Jadis, les jeunes garçons en culottes courtes admiraient plus les flics que les voyous. Parce qu’ils faisaient régner l’ordre et la justice ? Parce qu’ils sauvaient la veuve et l’orphelin ? Et puis quoi encore ? C’était juste pour les belles voitures ! Starsky et Hutch avaient leur Gran Torino; Sonny Crockett et Ricardo Tubbs leur Ferrari Testa rossa; Tony Gibson et Raymond Broady, les héros de Chase HQ, avaient eux leur Porsche 928…
Maniac Cops
Jeu d’arcade de Taito, Chase H.Q. a connu un succès phénoménal lors de sa sortie en 1988. A première vue, on pourrait n’y voir qu’un énième clone du mythique Out Run de Sega. Grossière erreur car dans Chase H.Q. le but n’est pas de passer une ligne d’arrivée mais d’arrêter des criminels au volant de bolides de luxe pétaradants. Mais le crime ne paie pas si bien, et nos deux flics de chic et de choc possèdent un pare-choc à toute épreuve.

Consignes:
#1 Indiquez si chacune des affirmations (a), (b) et (c) concorde avec le texte source, en répondant par oui ou par non et en citant les mots du texte qui tranchent. (a) Chase H.Q. est un jeu d’arcade de Sega. (b) Chase H.Q. est sorti en 1988. (c) Dans Chase H.Q., le but est de passer une ligne d’arrivée.
#2 D’après le texte source, quelle voiture Tony Gibson et Raymond Broady possèdent-ils ?
#3 Réécrivez sous forme de liste le paragraphe du texte source qui commence par « Jeu d’arcade de Taito » en conservant ses faits principaux.
Le matériel forme un ensemble distinct du texte source.

Données extraites:

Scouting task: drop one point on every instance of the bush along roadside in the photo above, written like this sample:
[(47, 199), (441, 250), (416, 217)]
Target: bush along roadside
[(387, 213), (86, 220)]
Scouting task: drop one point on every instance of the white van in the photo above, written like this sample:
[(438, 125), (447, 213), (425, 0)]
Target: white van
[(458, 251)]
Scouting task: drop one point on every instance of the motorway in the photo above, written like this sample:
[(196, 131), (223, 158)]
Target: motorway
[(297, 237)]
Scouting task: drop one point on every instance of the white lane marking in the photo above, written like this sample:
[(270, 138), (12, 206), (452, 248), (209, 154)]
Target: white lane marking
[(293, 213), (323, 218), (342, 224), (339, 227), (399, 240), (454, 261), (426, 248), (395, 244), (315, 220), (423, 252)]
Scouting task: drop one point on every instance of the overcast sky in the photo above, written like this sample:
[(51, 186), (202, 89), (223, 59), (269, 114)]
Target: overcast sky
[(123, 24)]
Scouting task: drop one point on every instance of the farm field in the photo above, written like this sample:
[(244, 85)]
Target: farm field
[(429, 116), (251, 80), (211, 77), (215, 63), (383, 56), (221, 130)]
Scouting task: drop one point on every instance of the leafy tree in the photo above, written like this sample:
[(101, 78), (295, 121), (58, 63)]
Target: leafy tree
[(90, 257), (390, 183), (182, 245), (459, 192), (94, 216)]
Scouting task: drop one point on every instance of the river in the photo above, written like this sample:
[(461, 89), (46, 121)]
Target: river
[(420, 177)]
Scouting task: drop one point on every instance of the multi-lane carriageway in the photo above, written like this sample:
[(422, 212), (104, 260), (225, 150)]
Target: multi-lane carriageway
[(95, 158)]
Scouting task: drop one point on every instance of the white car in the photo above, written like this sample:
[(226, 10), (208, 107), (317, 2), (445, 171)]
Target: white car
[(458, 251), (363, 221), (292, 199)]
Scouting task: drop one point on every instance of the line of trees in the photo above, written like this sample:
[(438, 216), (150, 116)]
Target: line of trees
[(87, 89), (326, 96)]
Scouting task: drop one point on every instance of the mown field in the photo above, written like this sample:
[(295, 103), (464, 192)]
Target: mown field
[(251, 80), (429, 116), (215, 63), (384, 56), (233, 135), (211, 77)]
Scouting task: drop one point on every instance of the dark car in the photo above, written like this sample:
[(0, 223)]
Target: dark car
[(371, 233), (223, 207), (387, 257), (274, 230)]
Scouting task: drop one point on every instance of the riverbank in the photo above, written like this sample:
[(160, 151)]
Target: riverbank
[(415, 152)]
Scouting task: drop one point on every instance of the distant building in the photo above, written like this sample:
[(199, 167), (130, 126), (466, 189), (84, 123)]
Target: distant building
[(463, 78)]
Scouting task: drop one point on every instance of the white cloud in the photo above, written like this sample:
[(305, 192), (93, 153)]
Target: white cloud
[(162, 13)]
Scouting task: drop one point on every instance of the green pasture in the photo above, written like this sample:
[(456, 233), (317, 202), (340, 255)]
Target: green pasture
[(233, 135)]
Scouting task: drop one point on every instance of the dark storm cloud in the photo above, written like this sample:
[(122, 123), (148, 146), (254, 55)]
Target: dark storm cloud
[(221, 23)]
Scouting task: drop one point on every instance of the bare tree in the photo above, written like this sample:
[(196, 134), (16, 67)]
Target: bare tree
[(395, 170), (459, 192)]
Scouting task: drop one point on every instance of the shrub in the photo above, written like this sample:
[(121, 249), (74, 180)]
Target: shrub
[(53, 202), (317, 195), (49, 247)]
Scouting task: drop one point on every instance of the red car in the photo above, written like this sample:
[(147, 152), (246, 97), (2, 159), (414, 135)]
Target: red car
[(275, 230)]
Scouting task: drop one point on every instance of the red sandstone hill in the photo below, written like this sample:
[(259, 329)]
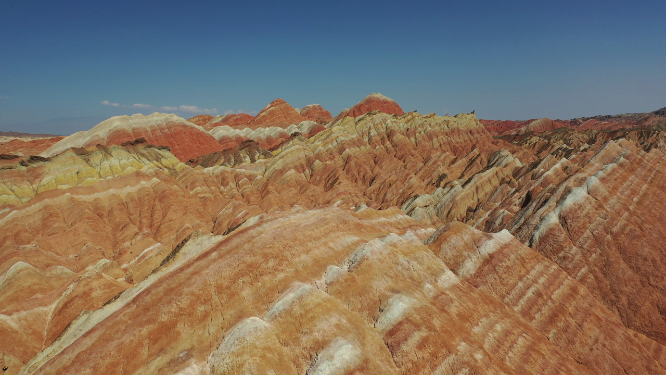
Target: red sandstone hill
[(382, 244), (30, 147), (200, 120), (278, 114), (316, 113)]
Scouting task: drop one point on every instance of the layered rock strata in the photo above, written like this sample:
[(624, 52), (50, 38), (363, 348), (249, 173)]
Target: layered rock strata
[(385, 243)]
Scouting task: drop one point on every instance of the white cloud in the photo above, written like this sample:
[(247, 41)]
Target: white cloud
[(106, 102)]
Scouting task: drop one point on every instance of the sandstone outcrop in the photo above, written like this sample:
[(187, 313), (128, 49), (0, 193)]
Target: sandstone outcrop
[(200, 120), (277, 113), (316, 113), (387, 243), (233, 120)]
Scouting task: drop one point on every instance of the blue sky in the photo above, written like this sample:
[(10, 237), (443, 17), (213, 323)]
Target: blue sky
[(507, 60)]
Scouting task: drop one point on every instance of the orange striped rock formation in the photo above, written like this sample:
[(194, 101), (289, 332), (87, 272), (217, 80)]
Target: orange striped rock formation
[(382, 243)]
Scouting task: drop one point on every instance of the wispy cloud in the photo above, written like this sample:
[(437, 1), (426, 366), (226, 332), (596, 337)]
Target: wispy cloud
[(166, 108), (106, 102)]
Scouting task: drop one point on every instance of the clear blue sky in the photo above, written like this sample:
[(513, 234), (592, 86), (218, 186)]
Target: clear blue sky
[(507, 60)]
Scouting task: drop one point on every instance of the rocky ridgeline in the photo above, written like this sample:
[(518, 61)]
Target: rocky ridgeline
[(376, 242)]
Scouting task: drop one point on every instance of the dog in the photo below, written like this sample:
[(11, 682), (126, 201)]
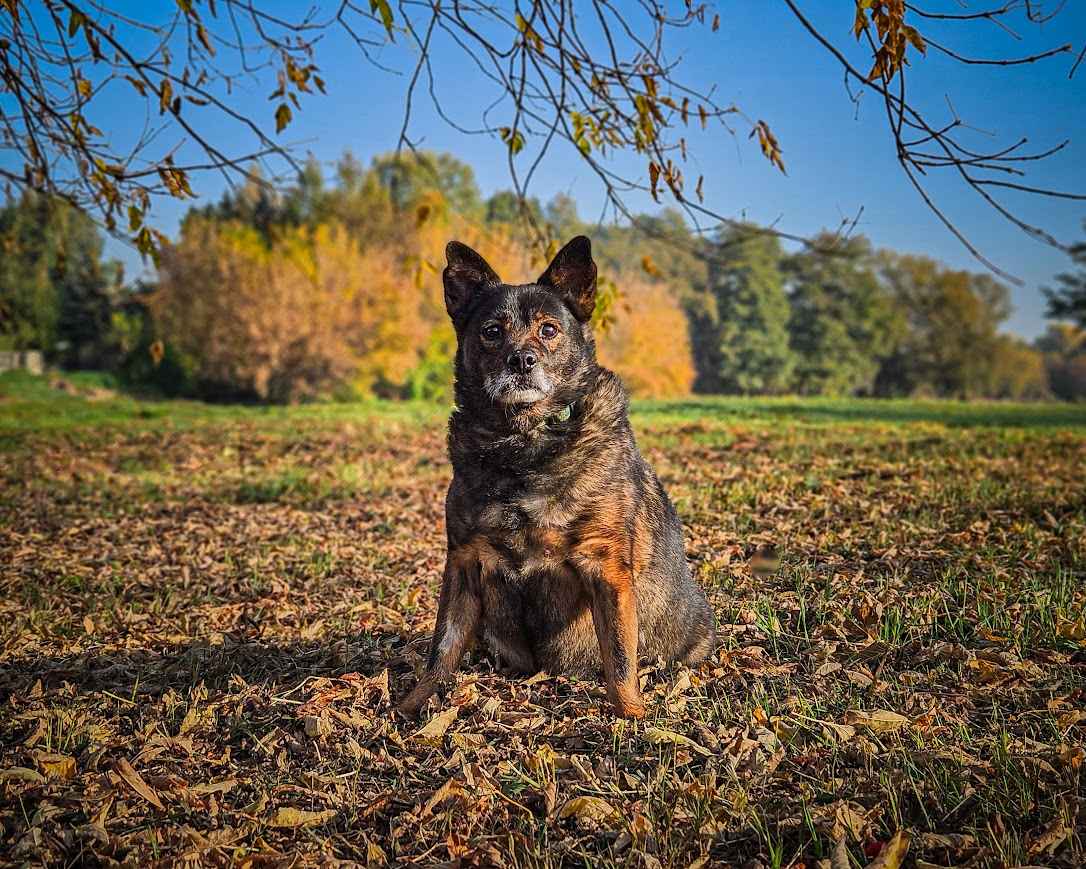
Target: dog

Réponses:
#1
(a) Non : « Jeu d’arcade de Taito ».
(b) Oui : « a connu un succès phénoménal lors de sa sortie en 1988 ».
(c) Non : « le but n’est pas de passer une ligne d’arrivée mais d’arrêter des criminels au volant de bolides de luxe pétaradants ».

#2 Une Porsche 928.

#3
- Chase H.Q. est un jeu d’arcade de Taito qui a connu un succès phénoménal à sa sortie en 1988.
- On pourrait le prendre pour un clone de plus d’Out Run de Sega, mais ce serait une grossière erreur.
- Le but n’est pas de franchir une ligne d’arrivée mais d’arrêter des criminels au volant de bolides de luxe.
- Les deux policiers possèdent un pare-choc à toute épreuve.